• Text section

+ + + +

Now the physical sciences are used to handling very large numbers, and mathematical equations that go off to infinity. If the brain has (in theory) to be able to process an infinite number of “items of information” it probably has a simple “universal” processing routine which will process any “item of information”. As the “items of information” being processed by an individual human brain will vary from single nerve signals up to concepts such as “god” or the concept of evolution, the simple “physical science” approach would suggest that an “item of information” is composed of a network of other “items of information” in a recursive fashion – and recursion is known to be a very powerful mathematical tool.

A model based on the idea that “all information is the same” and is processed recursively is potentially attractive for the following reasons:
  1. The brain contains large numbers of identical neurons (all presumably doing similar things) linked into a network which must have a recursive manner of operation to handle the more complex ideas.
  2. Such a model should provide a clear-cut boundary between the biological mechanisms (which are disinterested in the meaning of the information) and learnt cultural knowledge.
  3. Animal brains also process information (but apparently on a more limited scale) but the model could be equally applicable to them. Bearing in mind the way changes happen in evolution, the biggest differences between an animal brain and a human brain could be due to scale and not novel mechanisms.
The big question is whether such a simple model can be constructed and and whether it will explain how the brain evolved and works. In the spirit of The Believing Brain I believe that the ideas discussed in the Brain Storms on this blog, such as An Evolutionary Model of the Brain's Internal Language lay the foundations for such a model, and the earlier research on CODIL shows that such a model is capable of significant information processing.

+ + + +

• Data extracts

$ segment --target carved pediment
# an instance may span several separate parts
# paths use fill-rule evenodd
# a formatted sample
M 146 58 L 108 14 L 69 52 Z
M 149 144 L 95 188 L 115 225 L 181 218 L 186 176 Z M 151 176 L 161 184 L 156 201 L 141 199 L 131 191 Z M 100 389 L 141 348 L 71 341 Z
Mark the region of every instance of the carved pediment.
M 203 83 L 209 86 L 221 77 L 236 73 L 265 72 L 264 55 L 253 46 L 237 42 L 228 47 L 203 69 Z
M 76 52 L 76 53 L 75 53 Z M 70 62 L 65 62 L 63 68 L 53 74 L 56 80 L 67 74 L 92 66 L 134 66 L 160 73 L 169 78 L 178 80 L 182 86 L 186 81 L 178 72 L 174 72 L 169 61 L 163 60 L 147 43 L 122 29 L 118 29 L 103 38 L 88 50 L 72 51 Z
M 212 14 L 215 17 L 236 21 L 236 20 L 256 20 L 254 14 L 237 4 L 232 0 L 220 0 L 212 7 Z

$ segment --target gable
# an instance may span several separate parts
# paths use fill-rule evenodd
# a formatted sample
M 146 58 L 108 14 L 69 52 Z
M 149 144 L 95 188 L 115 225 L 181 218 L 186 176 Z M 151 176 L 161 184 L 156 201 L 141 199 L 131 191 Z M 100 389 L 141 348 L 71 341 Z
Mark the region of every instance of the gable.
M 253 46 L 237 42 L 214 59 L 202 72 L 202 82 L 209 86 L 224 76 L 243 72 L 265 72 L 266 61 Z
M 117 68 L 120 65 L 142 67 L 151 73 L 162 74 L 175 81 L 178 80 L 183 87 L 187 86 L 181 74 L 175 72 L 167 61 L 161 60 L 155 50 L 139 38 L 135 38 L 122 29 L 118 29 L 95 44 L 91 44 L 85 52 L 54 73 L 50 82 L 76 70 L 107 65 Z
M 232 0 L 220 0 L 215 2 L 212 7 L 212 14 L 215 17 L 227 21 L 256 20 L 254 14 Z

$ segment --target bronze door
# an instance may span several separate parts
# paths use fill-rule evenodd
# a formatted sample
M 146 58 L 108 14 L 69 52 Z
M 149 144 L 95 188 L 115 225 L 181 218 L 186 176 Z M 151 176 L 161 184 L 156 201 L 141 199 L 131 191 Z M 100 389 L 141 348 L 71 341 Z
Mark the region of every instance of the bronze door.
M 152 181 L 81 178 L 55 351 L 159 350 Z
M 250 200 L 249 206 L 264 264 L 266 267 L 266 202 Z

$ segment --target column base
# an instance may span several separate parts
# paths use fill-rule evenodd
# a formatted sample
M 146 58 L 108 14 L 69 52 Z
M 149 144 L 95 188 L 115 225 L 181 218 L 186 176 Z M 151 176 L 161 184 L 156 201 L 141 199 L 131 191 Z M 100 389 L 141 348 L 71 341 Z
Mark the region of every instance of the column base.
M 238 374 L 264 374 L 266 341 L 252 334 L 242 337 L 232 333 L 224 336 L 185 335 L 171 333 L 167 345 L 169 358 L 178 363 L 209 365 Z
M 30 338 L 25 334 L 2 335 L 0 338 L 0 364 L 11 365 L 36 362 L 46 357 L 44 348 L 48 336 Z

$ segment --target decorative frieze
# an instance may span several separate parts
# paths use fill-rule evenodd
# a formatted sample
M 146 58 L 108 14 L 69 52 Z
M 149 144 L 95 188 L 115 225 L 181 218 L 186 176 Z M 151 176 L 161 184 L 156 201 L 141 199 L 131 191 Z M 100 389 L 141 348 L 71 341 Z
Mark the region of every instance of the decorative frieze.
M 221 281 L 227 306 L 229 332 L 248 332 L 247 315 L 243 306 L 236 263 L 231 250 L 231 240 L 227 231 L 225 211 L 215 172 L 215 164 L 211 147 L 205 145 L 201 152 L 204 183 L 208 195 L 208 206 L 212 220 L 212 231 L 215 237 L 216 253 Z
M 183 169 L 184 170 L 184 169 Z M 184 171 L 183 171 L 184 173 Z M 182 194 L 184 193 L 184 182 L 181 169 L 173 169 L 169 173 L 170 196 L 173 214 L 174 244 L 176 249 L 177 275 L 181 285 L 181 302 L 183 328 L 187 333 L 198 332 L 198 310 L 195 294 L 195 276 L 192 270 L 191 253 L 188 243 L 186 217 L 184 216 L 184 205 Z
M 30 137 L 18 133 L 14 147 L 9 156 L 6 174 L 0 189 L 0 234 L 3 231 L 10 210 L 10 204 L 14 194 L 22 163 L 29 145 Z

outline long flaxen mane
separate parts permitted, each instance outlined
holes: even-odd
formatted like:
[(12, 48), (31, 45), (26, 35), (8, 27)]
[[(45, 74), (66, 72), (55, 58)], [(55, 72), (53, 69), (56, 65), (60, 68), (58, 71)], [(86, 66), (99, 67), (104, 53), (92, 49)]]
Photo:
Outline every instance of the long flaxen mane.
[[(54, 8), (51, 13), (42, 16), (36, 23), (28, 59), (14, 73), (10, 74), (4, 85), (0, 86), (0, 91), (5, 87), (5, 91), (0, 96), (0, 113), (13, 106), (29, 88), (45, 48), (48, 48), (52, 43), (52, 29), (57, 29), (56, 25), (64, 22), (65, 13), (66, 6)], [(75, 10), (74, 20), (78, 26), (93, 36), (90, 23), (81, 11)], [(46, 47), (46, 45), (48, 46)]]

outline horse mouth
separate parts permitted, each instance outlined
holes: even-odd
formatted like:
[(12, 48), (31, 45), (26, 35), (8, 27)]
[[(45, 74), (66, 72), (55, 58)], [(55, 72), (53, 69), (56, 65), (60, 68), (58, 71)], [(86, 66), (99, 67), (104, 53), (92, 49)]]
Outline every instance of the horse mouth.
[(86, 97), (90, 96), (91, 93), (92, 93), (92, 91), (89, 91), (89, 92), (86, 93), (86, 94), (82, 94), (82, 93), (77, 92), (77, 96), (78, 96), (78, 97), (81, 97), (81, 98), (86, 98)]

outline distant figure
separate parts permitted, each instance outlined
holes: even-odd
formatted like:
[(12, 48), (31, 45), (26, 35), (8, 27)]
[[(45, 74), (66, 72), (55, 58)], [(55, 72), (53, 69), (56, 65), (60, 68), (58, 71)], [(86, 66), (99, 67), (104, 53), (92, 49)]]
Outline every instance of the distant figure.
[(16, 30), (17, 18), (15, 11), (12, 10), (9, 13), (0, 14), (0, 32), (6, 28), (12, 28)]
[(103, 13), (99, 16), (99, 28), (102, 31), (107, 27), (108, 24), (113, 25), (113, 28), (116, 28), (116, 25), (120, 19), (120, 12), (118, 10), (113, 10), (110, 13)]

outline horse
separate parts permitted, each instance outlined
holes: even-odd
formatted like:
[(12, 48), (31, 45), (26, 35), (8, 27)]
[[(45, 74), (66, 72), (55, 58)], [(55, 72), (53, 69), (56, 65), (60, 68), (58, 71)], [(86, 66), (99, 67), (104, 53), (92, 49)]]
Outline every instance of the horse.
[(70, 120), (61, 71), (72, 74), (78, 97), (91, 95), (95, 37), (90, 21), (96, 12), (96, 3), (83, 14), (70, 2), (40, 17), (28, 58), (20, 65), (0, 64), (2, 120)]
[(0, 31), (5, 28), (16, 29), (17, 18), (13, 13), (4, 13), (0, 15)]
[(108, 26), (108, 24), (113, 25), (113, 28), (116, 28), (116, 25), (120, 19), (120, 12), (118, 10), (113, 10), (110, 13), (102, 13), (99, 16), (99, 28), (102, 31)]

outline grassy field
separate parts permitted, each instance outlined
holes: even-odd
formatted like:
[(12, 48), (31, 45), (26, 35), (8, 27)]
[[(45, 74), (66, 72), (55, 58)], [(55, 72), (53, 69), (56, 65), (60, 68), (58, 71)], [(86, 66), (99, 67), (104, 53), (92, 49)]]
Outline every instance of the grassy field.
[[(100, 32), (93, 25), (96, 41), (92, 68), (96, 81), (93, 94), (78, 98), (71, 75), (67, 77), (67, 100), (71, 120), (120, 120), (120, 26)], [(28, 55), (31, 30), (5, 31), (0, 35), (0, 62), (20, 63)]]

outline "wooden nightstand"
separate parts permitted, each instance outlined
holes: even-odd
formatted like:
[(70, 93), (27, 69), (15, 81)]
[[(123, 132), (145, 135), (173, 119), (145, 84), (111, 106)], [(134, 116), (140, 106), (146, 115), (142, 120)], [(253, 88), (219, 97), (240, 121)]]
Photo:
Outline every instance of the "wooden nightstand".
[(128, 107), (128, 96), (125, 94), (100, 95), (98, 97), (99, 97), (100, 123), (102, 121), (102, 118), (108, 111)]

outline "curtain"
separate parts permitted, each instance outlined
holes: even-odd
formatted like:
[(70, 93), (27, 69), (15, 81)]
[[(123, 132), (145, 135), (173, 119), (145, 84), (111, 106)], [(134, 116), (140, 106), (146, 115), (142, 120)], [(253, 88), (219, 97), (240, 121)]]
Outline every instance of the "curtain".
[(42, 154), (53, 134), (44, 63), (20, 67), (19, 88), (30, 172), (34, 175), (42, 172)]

+ + + +

• Apply what you read
(A) Please pull from the passage on the brain the part that opens with the words containing "3. Animal brains" and closes with "significant information processing.", copying it word for word.
(B) Translate this sentence from the passage on the brain into Spanish: "Now the physical sciences are used to handling very large numbers, and mathematical equations that go off to infinity."

• Answer list
(A)
3. Animal brains also process information (but apparently on a more limited scale) but the model could be equally applicable to them. Bearing in mind the way changes happen in evolution, the biggest differences between an animal brain and a human brain could be due to scale and not novel mechanisms.
The big question is whether such a simple model can be constructed and and whether it will explain how the brain evolved and works. In the spirit of The Believing Brain I believe that the ideas discussed in the Brain Storms on this blog, such as An Evolutionary Model of the Brain's Internal Language lay the foundations for such a model, and the earlier research on CODIL shows that such a model is capable of significant information processing.

(B) Ahora bien, las ciencias físicas están acostumbradas a manejar números muy grandes y ecuaciones matemáticas que se extienden hasta el infinito.